### [Text for analysis]
##############################

Now give us a moment… One brief note: Ruburt was momentarily upset before the session — cranky. He thought he did not feel like having a session at 9:30 P.M. to try to solve the world’s problems. He just wanted to watch television and forget it all, and hidden in that crankiness is a good point: The sessions are an expression of your private and joint curiosity, a high and excellent curiosity about the nature of reality, a result of your desire to know; to know whether or not the knowledge can be held in your hands like a fruit, whether or not the knowledge can be dosed out to an ailing world as medicine.

[... 3 paragraphs ...]

(After a long pause, Seth launched into a good bit of material that was outside of any related to his subject matter for Mass Events. He said good night at 10:26 P.M.)

[... 1 paragraph ...]

1. We were shocked because Billy’s unexpected — and serious — illness reminded us of the almost universally accepted view that life is terribly vulnerable. Any kind of life. Billy was a replacement for our previous cat, Willy (who’d died in November 1976 at the age of 16), and we’d found him at an animal shelter the next weekend after Willy’s death; as far as having a pet to love went, we’d thought ourselves “set” for a number of years. At first we’d called the newcomer Willy Two, but soon automatically shortened that to Billy.

##############################

Collected data
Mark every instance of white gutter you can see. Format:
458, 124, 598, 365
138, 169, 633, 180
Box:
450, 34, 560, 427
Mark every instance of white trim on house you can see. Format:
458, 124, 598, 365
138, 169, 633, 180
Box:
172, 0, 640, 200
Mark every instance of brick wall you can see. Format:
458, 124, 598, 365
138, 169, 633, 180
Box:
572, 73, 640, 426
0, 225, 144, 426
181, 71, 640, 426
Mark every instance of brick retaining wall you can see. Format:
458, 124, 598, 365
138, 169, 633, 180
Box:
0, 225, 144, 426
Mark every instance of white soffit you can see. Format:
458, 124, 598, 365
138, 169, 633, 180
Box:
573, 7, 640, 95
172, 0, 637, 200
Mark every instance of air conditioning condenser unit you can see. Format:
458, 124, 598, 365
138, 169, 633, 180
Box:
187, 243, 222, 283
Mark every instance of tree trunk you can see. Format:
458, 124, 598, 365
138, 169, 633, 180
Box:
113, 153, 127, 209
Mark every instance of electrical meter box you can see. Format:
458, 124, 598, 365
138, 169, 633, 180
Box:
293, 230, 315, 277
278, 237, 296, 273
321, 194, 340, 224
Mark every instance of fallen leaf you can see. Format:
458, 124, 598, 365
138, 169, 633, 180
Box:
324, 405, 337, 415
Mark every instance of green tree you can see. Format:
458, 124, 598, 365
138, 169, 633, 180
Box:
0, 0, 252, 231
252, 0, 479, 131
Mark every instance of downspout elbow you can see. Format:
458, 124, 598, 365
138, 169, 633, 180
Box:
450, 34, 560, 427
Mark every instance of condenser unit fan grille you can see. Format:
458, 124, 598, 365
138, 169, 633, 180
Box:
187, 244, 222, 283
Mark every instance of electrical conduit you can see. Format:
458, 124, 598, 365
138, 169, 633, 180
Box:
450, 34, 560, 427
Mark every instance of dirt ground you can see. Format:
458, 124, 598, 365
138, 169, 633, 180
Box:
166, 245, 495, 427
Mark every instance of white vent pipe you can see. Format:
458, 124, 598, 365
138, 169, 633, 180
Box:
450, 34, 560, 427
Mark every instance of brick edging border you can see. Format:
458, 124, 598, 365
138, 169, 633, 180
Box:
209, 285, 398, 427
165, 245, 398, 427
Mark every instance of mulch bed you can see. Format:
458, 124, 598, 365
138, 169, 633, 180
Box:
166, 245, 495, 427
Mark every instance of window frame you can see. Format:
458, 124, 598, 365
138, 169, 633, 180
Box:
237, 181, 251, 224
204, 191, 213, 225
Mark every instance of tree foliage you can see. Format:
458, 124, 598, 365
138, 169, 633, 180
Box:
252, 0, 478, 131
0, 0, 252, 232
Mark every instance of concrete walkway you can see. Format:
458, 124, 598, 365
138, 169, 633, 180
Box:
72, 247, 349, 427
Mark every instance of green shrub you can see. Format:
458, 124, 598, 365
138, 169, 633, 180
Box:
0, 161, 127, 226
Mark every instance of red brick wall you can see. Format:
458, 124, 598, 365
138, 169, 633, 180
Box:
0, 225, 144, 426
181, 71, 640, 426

##############################

In the session text, at what age did the cat Willy die? These lines are a separate set of material, unrelated to the session text.

### [Output]
16